--- begin SUPPLIED RECORDS ---
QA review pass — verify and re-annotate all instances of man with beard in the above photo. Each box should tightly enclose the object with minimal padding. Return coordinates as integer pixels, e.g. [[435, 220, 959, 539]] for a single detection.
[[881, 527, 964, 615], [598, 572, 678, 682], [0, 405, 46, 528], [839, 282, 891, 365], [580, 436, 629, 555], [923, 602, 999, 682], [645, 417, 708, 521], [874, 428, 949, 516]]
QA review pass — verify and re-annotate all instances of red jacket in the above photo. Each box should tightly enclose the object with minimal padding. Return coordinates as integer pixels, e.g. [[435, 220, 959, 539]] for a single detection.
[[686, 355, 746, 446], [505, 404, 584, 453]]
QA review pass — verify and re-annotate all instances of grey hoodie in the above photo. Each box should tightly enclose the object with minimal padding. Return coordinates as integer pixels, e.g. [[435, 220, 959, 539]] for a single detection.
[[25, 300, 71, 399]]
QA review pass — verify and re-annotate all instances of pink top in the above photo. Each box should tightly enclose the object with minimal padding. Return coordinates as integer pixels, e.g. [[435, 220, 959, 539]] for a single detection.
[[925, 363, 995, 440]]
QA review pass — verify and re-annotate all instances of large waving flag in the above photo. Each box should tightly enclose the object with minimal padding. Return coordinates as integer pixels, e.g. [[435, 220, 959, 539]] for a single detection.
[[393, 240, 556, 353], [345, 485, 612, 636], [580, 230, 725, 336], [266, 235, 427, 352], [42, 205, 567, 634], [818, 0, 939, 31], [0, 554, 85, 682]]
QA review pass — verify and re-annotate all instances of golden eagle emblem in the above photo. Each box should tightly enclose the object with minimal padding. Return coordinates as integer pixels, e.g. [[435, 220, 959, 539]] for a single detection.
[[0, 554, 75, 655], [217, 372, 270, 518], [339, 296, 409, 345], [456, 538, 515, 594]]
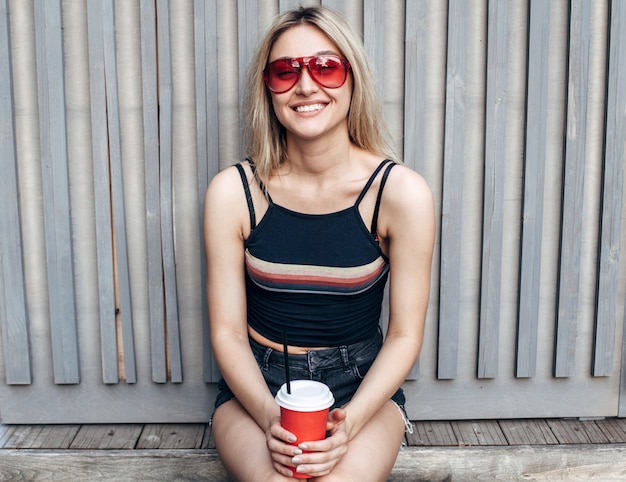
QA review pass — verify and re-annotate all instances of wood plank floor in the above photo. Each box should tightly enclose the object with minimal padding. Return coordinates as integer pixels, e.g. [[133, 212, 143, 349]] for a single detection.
[[0, 419, 626, 450]]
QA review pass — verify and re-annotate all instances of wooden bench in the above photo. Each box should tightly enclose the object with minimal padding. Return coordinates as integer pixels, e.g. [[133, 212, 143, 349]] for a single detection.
[[0, 419, 626, 482]]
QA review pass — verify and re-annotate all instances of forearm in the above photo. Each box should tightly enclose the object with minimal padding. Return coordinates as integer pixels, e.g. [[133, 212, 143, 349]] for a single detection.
[[338, 336, 421, 439], [212, 335, 280, 431]]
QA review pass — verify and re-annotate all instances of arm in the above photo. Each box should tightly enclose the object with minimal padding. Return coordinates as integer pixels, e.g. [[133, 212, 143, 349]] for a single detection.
[[345, 166, 435, 439], [204, 168, 279, 432]]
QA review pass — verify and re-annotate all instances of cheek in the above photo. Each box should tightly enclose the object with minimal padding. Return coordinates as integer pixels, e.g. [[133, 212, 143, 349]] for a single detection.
[[271, 94, 289, 124]]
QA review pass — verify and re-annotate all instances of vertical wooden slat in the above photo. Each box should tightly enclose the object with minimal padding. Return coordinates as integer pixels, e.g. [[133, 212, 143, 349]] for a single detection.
[[404, 0, 427, 173], [35, 0, 80, 384], [404, 0, 426, 380], [194, 0, 219, 382], [554, 0, 591, 377], [152, 0, 183, 383], [477, 0, 508, 378], [87, 0, 119, 383], [363, 0, 385, 99], [0, 0, 31, 385], [102, 0, 137, 383], [437, 0, 468, 379], [237, 0, 259, 157], [515, 0, 550, 377], [140, 0, 167, 383], [592, 1, 626, 377]]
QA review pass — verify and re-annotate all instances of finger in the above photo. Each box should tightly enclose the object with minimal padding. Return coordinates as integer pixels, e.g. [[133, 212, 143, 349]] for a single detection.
[[273, 462, 293, 477]]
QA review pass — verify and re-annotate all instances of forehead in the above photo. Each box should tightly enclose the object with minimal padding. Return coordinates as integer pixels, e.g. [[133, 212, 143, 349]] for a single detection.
[[269, 24, 340, 62]]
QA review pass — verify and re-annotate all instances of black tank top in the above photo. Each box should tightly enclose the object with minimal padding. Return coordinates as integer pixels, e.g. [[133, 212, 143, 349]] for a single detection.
[[237, 160, 395, 346]]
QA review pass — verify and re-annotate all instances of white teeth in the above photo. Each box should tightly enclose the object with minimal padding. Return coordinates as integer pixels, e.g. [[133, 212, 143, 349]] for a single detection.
[[295, 104, 324, 112]]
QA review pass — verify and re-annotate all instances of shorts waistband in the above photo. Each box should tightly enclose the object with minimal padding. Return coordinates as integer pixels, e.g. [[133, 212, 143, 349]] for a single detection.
[[249, 329, 382, 372]]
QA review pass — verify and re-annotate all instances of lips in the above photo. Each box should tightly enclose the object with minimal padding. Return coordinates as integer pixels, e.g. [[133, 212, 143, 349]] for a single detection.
[[293, 104, 324, 113]]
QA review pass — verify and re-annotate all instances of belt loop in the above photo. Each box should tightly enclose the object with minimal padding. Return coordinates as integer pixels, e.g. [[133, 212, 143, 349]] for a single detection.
[[263, 347, 274, 370], [339, 345, 350, 373]]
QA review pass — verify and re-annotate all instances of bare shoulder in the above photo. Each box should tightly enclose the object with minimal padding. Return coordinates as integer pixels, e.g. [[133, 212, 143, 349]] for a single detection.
[[206, 166, 243, 203], [379, 164, 435, 243], [384, 164, 433, 209], [204, 166, 248, 233]]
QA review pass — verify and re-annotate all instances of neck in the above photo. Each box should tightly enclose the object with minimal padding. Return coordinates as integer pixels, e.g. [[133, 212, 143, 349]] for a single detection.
[[285, 137, 354, 175]]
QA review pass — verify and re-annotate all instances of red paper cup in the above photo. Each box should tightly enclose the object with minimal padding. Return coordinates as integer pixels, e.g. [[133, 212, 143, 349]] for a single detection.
[[276, 380, 335, 479]]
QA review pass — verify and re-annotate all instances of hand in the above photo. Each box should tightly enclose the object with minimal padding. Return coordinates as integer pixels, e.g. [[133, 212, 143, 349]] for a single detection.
[[265, 417, 302, 477], [268, 408, 348, 477]]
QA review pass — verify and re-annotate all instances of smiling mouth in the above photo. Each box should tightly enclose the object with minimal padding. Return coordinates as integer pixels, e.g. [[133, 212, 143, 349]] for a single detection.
[[293, 104, 324, 112]]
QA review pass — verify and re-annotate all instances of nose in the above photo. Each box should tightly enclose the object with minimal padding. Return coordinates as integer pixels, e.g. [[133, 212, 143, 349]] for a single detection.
[[296, 66, 318, 95]]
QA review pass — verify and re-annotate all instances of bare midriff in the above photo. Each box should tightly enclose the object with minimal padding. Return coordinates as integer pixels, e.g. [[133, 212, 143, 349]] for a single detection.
[[248, 325, 328, 355]]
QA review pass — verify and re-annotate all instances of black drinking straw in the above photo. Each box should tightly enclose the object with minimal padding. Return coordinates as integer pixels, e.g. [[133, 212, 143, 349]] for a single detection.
[[283, 330, 291, 395]]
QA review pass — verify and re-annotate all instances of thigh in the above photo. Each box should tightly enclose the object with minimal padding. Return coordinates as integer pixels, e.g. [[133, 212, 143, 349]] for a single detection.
[[316, 400, 405, 482], [211, 399, 292, 482]]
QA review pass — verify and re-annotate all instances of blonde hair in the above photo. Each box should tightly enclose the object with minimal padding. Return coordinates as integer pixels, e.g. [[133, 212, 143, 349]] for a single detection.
[[244, 7, 395, 182]]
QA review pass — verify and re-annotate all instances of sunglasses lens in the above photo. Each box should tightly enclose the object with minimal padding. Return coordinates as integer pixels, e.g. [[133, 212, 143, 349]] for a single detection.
[[308, 55, 348, 89], [263, 55, 350, 94], [264, 59, 300, 94]]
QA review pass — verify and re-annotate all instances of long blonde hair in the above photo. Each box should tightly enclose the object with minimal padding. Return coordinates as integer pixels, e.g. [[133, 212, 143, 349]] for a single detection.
[[244, 7, 395, 183]]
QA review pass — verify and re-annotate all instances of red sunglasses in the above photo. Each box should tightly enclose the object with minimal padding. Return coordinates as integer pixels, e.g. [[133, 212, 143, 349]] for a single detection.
[[263, 55, 350, 94]]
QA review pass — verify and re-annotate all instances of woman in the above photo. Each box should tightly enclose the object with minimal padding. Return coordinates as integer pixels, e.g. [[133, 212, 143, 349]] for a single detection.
[[205, 7, 435, 482]]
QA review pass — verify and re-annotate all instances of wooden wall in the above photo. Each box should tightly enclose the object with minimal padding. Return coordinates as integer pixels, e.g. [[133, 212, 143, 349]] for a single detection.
[[0, 0, 626, 421]]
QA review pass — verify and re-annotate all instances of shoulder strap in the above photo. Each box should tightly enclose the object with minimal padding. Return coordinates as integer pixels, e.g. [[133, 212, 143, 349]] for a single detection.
[[354, 159, 393, 206], [371, 161, 396, 236], [235, 163, 256, 230]]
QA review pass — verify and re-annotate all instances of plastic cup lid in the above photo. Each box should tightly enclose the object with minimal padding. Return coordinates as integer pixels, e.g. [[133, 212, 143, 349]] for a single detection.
[[276, 380, 335, 412]]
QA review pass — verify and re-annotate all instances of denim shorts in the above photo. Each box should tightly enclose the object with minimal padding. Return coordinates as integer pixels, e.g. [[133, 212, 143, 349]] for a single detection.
[[215, 330, 406, 412]]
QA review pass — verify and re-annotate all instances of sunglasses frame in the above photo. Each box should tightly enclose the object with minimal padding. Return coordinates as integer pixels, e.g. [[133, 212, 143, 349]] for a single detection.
[[263, 54, 350, 94]]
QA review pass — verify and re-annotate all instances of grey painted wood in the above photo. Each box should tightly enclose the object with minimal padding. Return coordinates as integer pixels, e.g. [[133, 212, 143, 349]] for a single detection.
[[363, 0, 385, 99], [102, 0, 137, 383], [237, 0, 259, 158], [87, 1, 119, 383], [592, 2, 626, 376], [554, 0, 591, 377], [404, 0, 426, 380], [477, 0, 509, 378], [157, 0, 183, 383], [140, 0, 167, 383], [515, 0, 550, 377], [194, 0, 219, 382], [404, 0, 427, 173], [437, 0, 468, 379], [0, 0, 32, 385], [34, 0, 80, 384]]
--- end SUPPLIED RECORDS ---
- _WRITTEN TASK_:
Format the lines of the listing above as a JSON list of strings, one string per line and blank lines omitted, starting with the line containing "of red sunglasses" and continuing through the line containing "[[263, 55, 350, 94]]".

- _TASK RESULT_:
[
  "QA review pass — verify and re-annotate all instances of red sunglasses in the above photo. Each box should tightly enclose the object with minimal padding. Return coordinates as integer pixels, e.g. [[133, 212, 143, 349]] for a single detection.",
  "[[263, 55, 350, 94]]"
]